* _INSTRUCTIONS TO FOLLOW_
Answer these from the court ruling on stay of execution below:
(a) What does the court have to be satisfied may happen to the appellant unless the stay order is made?
(b) By what date had the appellant moved to the High Court and filed the appeal?
(c) How much time does the writer say had passed before this application was filed?

* _READING TEXT_
==================================================
Under Order XLI Rule 4(2) –

“No order for stay of execution shall be made under subrule 1 unless”

(a)The court is satisfied that substantial loss may result to the appellant unless the order is made and that the application has been made without undue delay and

(b)Such security as the court orders or due performance of such decree or order as ma y ultimately be binding on him has been given by the appellant.

With regard to filing of this application Mr. ole Kina submits that the orders were made on 25th May 2010 and by 25th June 2010 appellant had moved to the High Court and filed this appeal. By 15th September 2010 the application was field. My understanding of Order XLI rule 4(2) (a) is that it is the application for stay which has to be brought to court in a timely fashion and NOT the appeal.

From the date of delivery of the order of the date of filing this application on 15th September 2011, three months had lapsed – I wouldn’t consider that an inordinately lengthy period.
==================================================
* _DATA PROVIDED_
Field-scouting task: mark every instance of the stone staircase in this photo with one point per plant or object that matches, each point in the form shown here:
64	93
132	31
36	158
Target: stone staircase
==================================================
* _SOLUTION_
(a) Substantial loss may result to the appellant.
(b) 25th June 2010.
(c) Three months.